Consigne 1 :: Indiquez combien de lignes des enregistrements contiennent le mot « each », en tenant compte de la casse. Répondez uniquement par ce nombre.
── Passage fourni
Elle explicite de quel judaïsme elle se revendique et ne se laisse pas intimider par les inquisiteurs de Berlin de tel Aviv ou d’ailleurs. Elle répond avec précision et détermination à ceux qui servent en Allemagne ou ailleurs un sionisme qui se voudrait au dessus de toute critique possible.
- Il est évident que la campagne engagée contre elle ne porte pas sur le "travail’ récompensé par le Prix Adorno, qui n’est même pas évoqué, mais sur la personnalité de l’auteur et en raison des opinions qui lui sont faussement attribuées ou d’engagements qu’elle revendique mais qui contrarient les intérêts sionistes. C’est bien par le mensonge et l’intimidation que ceux-ci tentent de déconsidérer tout propos critique envers la politique coloniale, le racisme, la violence d’état exercés depuis Tel Aviv dans les territoires occupés ou annexés et au-delà sur les juifs de la diaspora ou les non juifs qui se mobilisent pour la cause de l’injustice faite aux palestiniens et de l’oppression subie.
────
Consigne 2 :: D'après le passage fourni, par quels moyens ceux qui servent les intérêts sionistes tentent-ils de déconsidérer tout propos critique ?
── Enregistrements fournis
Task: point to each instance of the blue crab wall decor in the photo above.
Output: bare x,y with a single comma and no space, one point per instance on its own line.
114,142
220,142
────
── Enregistrements fournis
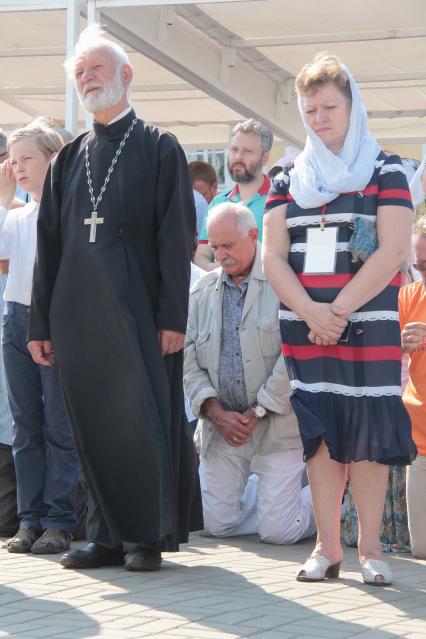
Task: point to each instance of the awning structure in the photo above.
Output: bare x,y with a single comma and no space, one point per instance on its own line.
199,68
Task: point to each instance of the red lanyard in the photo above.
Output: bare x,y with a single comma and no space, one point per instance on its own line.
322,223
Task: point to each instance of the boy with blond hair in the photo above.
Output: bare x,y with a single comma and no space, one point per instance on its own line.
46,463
────
Réponse attendue 1 :: 4

Réponse attendue 2 :: Par le mensonge et l'intimidation.